Work item
Write out all the data again, exactly as it stands.

Extracted data
..........

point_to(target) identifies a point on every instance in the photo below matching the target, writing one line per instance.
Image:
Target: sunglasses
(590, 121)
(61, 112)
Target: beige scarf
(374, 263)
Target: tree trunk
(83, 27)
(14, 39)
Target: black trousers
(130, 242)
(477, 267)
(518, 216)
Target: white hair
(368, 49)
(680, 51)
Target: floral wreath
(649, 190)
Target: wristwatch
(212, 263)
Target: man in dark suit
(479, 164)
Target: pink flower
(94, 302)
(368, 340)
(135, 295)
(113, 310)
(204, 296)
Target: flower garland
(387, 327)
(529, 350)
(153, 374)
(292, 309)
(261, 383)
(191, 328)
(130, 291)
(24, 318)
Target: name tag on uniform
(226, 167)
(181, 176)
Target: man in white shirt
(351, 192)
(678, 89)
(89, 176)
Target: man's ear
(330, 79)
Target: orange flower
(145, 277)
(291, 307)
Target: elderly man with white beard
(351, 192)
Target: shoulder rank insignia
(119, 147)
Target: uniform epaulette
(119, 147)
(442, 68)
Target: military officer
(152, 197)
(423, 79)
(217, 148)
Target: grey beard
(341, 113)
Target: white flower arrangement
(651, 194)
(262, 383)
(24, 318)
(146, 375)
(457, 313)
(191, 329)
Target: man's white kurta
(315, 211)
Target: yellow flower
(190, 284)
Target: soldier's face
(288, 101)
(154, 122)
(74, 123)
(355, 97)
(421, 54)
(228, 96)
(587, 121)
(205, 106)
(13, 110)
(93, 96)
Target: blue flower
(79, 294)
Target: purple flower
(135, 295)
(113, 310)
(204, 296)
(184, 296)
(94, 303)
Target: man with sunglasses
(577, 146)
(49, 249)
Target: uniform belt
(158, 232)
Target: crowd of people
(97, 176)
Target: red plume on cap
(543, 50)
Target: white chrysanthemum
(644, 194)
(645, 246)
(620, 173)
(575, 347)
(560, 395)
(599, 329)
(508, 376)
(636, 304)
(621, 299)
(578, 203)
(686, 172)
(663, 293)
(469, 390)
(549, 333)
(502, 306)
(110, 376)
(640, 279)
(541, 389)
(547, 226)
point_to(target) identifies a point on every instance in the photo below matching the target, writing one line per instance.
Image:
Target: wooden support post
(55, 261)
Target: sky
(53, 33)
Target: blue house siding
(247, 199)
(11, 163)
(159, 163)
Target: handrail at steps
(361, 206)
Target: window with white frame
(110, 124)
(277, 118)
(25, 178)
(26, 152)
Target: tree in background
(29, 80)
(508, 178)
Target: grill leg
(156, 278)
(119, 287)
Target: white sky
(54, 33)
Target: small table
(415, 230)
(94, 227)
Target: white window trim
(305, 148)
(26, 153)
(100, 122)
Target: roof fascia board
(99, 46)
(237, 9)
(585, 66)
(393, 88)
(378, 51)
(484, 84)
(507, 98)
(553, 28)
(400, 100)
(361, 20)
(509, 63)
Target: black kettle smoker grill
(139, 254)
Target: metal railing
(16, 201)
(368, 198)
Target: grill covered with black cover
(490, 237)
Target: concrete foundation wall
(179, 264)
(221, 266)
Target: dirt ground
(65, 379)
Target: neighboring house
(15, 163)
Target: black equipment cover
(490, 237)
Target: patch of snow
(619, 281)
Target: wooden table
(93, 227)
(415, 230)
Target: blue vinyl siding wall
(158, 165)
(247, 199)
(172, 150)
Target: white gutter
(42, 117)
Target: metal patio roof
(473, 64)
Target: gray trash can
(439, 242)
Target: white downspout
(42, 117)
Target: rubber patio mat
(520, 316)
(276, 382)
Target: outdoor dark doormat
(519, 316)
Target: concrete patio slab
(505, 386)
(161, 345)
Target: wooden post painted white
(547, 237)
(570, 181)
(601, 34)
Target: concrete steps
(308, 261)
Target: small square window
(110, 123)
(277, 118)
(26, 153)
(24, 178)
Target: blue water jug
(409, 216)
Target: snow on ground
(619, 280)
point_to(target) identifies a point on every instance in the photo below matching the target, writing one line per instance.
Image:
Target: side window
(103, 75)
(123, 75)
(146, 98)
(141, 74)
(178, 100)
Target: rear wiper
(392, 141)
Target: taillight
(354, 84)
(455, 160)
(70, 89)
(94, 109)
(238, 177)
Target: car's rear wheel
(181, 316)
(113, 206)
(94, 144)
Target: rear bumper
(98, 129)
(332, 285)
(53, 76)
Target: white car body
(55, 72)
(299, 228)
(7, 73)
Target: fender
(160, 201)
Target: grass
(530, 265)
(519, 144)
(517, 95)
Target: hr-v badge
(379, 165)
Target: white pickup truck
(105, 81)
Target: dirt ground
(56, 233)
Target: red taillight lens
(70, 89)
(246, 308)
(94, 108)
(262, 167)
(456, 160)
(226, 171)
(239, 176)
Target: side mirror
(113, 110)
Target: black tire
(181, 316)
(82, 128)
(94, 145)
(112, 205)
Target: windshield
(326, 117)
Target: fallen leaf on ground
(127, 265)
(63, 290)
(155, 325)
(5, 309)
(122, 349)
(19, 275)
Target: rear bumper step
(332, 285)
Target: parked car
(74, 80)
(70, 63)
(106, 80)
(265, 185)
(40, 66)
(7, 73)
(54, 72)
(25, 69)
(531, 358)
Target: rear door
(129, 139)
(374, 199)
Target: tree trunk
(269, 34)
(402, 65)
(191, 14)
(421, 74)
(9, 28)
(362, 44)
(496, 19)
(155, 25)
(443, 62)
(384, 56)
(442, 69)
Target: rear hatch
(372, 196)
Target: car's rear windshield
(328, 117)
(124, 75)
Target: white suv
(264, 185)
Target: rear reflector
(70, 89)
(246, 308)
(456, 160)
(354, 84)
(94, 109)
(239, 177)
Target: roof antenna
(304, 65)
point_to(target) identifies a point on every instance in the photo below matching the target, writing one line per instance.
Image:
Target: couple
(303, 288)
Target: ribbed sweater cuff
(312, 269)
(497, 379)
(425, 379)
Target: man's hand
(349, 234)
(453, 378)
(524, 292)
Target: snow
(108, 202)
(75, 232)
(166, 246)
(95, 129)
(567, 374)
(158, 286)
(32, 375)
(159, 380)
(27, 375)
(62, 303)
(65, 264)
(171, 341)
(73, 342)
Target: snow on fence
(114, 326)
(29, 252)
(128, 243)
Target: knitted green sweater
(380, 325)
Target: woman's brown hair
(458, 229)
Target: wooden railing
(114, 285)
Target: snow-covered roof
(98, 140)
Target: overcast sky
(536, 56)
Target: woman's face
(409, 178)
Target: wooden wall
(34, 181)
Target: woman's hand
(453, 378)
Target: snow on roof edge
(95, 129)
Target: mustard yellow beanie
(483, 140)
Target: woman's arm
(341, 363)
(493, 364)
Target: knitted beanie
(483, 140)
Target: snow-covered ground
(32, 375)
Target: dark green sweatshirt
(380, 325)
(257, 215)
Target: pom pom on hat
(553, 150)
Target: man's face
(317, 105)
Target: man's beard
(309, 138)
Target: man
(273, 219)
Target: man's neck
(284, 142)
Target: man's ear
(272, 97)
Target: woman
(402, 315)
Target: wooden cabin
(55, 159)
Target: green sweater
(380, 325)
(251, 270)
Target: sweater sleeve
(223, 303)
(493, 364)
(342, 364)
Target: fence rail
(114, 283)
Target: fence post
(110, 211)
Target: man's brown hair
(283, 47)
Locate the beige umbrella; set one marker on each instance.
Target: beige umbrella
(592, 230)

..........

Task output
point_to(target) identifies a point on every instance in the photo below matching the target, writing one line per instance.
Image:
Target: sunglasses
(590, 121)
(61, 112)
Target: beige scarf
(374, 263)
Target: tree trunk
(83, 27)
(14, 39)
Target: black trousers
(130, 242)
(477, 267)
(518, 216)
Target: white hair
(368, 49)
(680, 51)
Target: floral wreath
(649, 190)
Target: wristwatch
(212, 263)
Target: man in dark suit
(479, 164)
Target: pink flower
(94, 302)
(368, 340)
(135, 295)
(113, 310)
(204, 296)
Target: flower garland
(387, 327)
(529, 350)
(153, 374)
(292, 309)
(261, 383)
(191, 328)
(130, 291)
(24, 318)
Target: name tag on uniform
(226, 167)
(181, 176)
Target: man in white shirt
(351, 192)
(678, 89)
(89, 176)
Target: man's ear
(330, 79)
Target: orange flower
(145, 277)
(291, 307)
Target: elderly man with white beard
(351, 192)
Target: shoulder rank insignia
(119, 147)
Target: uniform epaulette
(119, 147)
(442, 68)
Target: military officer
(152, 197)
(423, 79)
(217, 148)
Target: grey beard
(341, 113)
Target: white flower arrangement
(651, 194)
(262, 383)
(24, 318)
(146, 375)
(457, 313)
(191, 329)
Target: man's white kurta
(315, 211)
Target: yellow flower
(190, 284)
Target: soldier's face
(288, 101)
(154, 122)
(74, 123)
(355, 97)
(421, 54)
(228, 96)
(587, 121)
(205, 106)
(13, 110)
(93, 96)
Target: blue flower
(79, 294)
Target: purple flower
(135, 295)
(113, 310)
(204, 296)
(184, 296)
(94, 303)
Target: man with sunglasses
(577, 146)
(49, 249)
Target: uniform belt
(158, 232)
Target: crowd of people
(97, 176)
Target: red plume on cap
(543, 50)
Target: white chrysanthemum
(644, 194)
(645, 246)
(620, 173)
(575, 347)
(560, 395)
(599, 329)
(508, 376)
(636, 304)
(621, 299)
(578, 203)
(686, 172)
(663, 293)
(469, 390)
(549, 333)
(502, 306)
(110, 376)
(640, 279)
(541, 389)
(547, 226)
point_to(target) identifies a point on every instance in the photo below matching the target, writing one line per instance.
Image:
Target: wooden support post
(55, 261)
Target: sky
(53, 33)
Target: blue house siding
(247, 199)
(11, 163)
(159, 163)
Target: handrail at steps
(361, 206)
Target: window with white frame
(110, 124)
(277, 118)
(25, 178)
(26, 152)
Target: tree in background
(29, 80)
(508, 178)
Target: grill leg
(156, 278)
(119, 287)
Target: white sky
(54, 33)
Target: small table
(415, 230)
(94, 227)
Target: white window trim
(305, 148)
(26, 153)
(100, 122)
Target: roof fascia board
(99, 46)
(237, 9)
(585, 66)
(393, 88)
(378, 51)
(484, 84)
(507, 98)
(553, 28)
(400, 100)
(361, 20)
(509, 63)
Target: black kettle smoker grill
(139, 254)
Target: metal railing
(16, 201)
(368, 198)
Target: grill covered with black cover
(490, 237)
Target: concrete foundation wall
(179, 264)
(221, 266)
Target: dirt ground
(65, 379)
Target: neighboring house
(15, 163)
Target: black equipment cover
(490, 237)
Target: patch of snow
(619, 281)
Target: wooden table
(93, 227)
(415, 230)
Target: blue vinyl siding wall
(158, 165)
(247, 199)
(172, 150)
Target: white gutter
(42, 117)
Target: metal patio roof
(473, 64)
Target: gray trash can
(439, 242)
Target: white downspout
(42, 117)
Target: rubber patio mat
(520, 316)
(276, 382)
Target: outdoor dark doormat
(519, 316)
Target: concrete patio slab
(505, 386)
(161, 345)
Target: wooden post painted white
(547, 237)
(570, 181)
(601, 34)
Target: concrete steps
(308, 261)
Target: small square window
(110, 123)
(277, 118)
(26, 153)
(24, 178)
Target: blue water jug
(409, 216)
Target: snow on ground
(619, 280)
point_to(target) identifies a point on every instance in the photo below matching the target, writing one line per instance.
Image:
Target: side window
(103, 75)
(123, 75)
(146, 98)
(141, 74)
(178, 100)
Target: rear wiper
(392, 141)
Target: taillight
(354, 84)
(455, 160)
(70, 89)
(94, 109)
(238, 177)
Target: car's rear wheel
(181, 316)
(113, 206)
(94, 144)
Target: rear bumper
(98, 129)
(332, 285)
(53, 76)
Target: white car body
(55, 72)
(299, 228)
(7, 73)
Target: fender
(160, 201)
Target: grass
(530, 265)
(519, 144)
(517, 95)
Target: hr-v badge
(379, 165)
Target: white pickup truck
(105, 81)
Target: dirt ground
(56, 233)
Target: red taillight lens
(70, 89)
(246, 308)
(94, 108)
(262, 167)
(456, 160)
(226, 171)
(239, 176)
Target: side mirror
(113, 110)
Target: black tire
(181, 316)
(82, 128)
(94, 145)
(112, 205)
Target: windshield
(326, 117)
Target: fallen leaf on ground
(127, 265)
(63, 290)
(155, 325)
(5, 309)
(122, 349)
(19, 275)
Target: rear bumper step
(332, 285)
Target: parked car
(74, 80)
(70, 63)
(106, 80)
(265, 185)
(40, 66)
(7, 73)
(54, 72)
(25, 69)
(531, 358)
Target: rear door
(129, 139)
(374, 199)
Target: tree trunk
(269, 34)
(402, 65)
(191, 14)
(421, 74)
(9, 28)
(362, 44)
(496, 19)
(155, 25)
(443, 62)
(384, 56)
(442, 69)
Target: rear hatch
(372, 196)
Target: car's rear windshield
(328, 117)
(124, 75)
Target: white suv
(264, 185)
Target: rear reflector
(70, 89)
(246, 308)
(456, 160)
(354, 84)
(94, 109)
(239, 177)
Target: roof antenna
(304, 65)
point_to(target) identifies a point on every instance in the photo below matching the target, writing one line per instance.
Image:
Target: couple
(303, 288)
Target: ribbed sweater cuff
(312, 269)
(497, 379)
(425, 379)
Target: man's hand
(349, 234)
(453, 378)
(524, 292)
Target: snow
(108, 202)
(75, 232)
(166, 246)
(95, 129)
(567, 374)
(158, 286)
(32, 375)
(159, 380)
(27, 375)
(62, 303)
(65, 264)
(171, 341)
(73, 342)
Target: snow on fence
(114, 326)
(29, 252)
(128, 243)
Target: knitted green sweater
(380, 325)
Target: woman's brown hair
(458, 229)
Target: wooden railing
(114, 285)
Target: snow-covered roof
(98, 140)
Target: overcast sky
(536, 56)
Target: woman's face
(409, 178)
Target: wooden wall
(34, 181)
Target: woman's hand
(453, 378)
Target: snow on roof edge
(95, 129)
Target: mustard yellow beanie
(483, 140)
Target: woman's arm
(341, 363)
(493, 364)
Target: knitted beanie
(483, 140)
Target: snow-covered ground
(32, 375)
Target: dark green sweatshirt
(380, 325)
(257, 215)
Target: pom pom on hat
(553, 150)
Target: man's face
(317, 105)
Target: man's beard
(309, 138)
Target: man
(273, 219)
Target: man's neck
(284, 142)
Target: man's ear
(272, 97)
Target: woman
(402, 315)
Target: wooden cabin
(55, 159)
Target: green sweater
(380, 325)
(251, 270)
Target: sweater sleeve
(223, 303)
(493, 364)
(342, 364)
Target: fence rail
(114, 283)
Target: fence post
(110, 211)
Target: man's brown hair
(283, 47)
Locate the beige umbrella; set one marker on each instance.
Target: beige umbrella
(592, 230)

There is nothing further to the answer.